Streaks
Photo credit to Associated Press.
July 27, 1978. I climbed into my AMC Gremlin dressed in a District 18 Knothole Umpire shirt and unaware that this might be the most intimidating night of my life. I drove the short mile from my home to Haubner Field in Cincinnati ready to umpire a 6:00 p.m. game. With my balls-strikes-outs indicator in my pocket and home plate umpire mask in hand, I arrived at the park around 5:30 p.m. There was a buzz in the air; Pete Rose Jr. would be playing in this game. His famous Dad, Pete Rose, was in the midst of a consecutive games with a hit streak that had reached 39 games the night before. He was gunning to break Joe DiMaggio’s best all-time 56-game streak set in 1941.
In the second inning of this little league game Pete Rose arrived to see his son play. The Reds had a scheduled day off. Word soon got out in the surrounding neighborhoods. By the fourth inning or so, there were hundreds of fans in the park hoping for a chance to get Rose’s autograph. It reminded me of Rocky’s run through the streets of Philadelphia in the first “Rocky” as more and more fans flocked to the park. The visiting team manager asked me if Pete could sit in the dugout so that he could enjoy the game. I nodded my approval. I don’t remember much about the game other than concentrating on every call for the fear I’d blow one. And sometime late in the game I called Pete Rose, Jr. out on a third strike. I never looked over to the dugout after that call, and Pete Rose’s streak would end the next week at 44 games. Perhaps the events were related.

### DATASET ENTRIES

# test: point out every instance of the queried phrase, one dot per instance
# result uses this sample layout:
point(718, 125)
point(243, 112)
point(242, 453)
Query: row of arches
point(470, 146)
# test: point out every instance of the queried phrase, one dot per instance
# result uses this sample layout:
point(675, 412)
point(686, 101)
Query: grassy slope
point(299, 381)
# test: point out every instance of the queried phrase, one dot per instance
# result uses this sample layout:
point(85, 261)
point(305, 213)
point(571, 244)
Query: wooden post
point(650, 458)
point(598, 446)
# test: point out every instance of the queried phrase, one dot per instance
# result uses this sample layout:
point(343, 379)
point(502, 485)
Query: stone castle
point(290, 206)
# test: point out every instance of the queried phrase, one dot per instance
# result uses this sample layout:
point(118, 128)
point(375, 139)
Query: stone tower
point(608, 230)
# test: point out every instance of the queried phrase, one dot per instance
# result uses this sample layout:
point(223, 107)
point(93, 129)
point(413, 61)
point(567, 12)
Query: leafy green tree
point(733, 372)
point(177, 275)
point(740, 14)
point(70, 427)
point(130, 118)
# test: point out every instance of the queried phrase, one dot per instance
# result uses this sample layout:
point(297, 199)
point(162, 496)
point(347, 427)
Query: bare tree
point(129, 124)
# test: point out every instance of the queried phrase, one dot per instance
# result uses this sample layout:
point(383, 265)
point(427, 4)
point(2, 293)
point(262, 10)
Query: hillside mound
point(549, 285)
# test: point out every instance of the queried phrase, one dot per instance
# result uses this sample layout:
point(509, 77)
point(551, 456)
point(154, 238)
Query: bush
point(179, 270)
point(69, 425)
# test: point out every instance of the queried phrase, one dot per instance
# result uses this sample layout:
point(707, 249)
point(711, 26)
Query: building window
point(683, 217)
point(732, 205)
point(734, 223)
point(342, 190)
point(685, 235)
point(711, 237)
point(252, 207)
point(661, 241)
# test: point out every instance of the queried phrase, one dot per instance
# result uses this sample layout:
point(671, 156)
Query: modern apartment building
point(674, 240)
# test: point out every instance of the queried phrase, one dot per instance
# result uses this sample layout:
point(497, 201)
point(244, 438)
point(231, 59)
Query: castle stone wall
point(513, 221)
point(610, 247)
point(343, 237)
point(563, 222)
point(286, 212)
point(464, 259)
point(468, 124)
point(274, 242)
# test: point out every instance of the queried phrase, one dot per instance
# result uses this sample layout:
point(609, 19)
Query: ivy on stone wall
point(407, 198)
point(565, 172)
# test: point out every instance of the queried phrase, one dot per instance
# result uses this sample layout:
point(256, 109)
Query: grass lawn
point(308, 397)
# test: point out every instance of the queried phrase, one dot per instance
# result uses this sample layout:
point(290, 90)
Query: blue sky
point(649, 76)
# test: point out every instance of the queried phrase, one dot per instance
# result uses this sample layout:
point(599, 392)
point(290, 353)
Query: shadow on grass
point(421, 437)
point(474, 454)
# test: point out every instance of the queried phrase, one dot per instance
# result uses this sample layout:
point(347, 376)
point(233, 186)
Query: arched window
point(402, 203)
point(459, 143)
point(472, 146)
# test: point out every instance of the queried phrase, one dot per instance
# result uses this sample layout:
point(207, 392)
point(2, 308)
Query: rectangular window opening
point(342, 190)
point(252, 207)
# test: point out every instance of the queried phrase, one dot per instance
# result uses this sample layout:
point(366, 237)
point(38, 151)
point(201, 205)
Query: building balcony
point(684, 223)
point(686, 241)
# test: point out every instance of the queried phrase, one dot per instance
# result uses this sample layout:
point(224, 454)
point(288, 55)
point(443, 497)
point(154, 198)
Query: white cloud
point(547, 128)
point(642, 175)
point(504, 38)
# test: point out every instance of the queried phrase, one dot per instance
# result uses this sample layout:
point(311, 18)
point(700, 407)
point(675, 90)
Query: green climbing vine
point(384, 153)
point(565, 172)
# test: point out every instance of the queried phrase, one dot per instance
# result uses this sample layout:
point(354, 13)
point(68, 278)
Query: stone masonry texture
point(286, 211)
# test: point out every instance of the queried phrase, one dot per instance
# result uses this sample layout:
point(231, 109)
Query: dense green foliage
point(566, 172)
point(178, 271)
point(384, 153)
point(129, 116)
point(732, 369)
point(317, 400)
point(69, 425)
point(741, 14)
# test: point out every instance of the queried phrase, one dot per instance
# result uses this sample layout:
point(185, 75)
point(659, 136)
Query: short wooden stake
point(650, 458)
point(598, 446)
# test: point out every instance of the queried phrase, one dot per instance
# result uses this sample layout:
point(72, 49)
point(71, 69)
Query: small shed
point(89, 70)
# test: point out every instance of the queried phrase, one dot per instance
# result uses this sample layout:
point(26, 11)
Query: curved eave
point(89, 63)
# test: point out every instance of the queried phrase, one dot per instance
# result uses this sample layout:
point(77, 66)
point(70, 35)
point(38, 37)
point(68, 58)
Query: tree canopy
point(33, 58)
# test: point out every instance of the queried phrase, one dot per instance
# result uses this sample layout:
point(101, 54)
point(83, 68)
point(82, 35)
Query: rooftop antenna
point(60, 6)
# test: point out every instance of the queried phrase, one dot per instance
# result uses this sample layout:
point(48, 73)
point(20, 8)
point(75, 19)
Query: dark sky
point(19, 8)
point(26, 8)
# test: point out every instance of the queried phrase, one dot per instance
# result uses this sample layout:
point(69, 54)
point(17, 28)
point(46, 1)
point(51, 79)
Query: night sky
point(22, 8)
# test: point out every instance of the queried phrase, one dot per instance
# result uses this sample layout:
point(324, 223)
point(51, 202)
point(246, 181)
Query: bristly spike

### INSTRUCTION 1
Repeat the Streaks passage word for word, from "July 27, 1978." up to and including "set in 1941.".
### INSTRUCTION 2
According to the Streaks passage, at which park was the little league game played?
### INSTRUCTION 3
Decide whether each statement agrees with the Streaks passage: (a) Pete Rose's hitting streak stood at 39 games the night before the little league game. (b) The Reds had a game scheduled that same day. (c) The home team manager asked whether Pete Rose could sit in the dugout.

### FINAL ANSWER 1
July 27, 1978. I climbed into my AMC Gremlin dressed in a District 18 Knothole Umpire shirt and unaware that this might be the most intimidating night of my life. I drove the short mile from my home to Haubner Field in Cincinnati ready to umpire a 6:00 p.m. game. With my balls-strikes-outs indicator in my pocket and home plate umpire mask in hand, I arrived at the park around 5:30 p.m. There was a buzz in the air; Pete Rose Jr. would be playing in this game. His famous Dad, Pete Rose, was in the midst of a consecutive games with a hit streak that had reached 39 games the night before. He was gunning to break Joe DiMaggio’s best all-time 56-game streak set in 1941.

### FINAL ANSWER 2
Haubner Field in Cincinnati.

### FINAL ANSWER 3
(a) Yes: "a consecutive games with a hit streak that had reached 39 games the night before"
(b) No: "The Reds had a scheduled day off."
(c) No: "The visiting team manager asked me if Pete could sit in the dugout so that he could enjoy the game."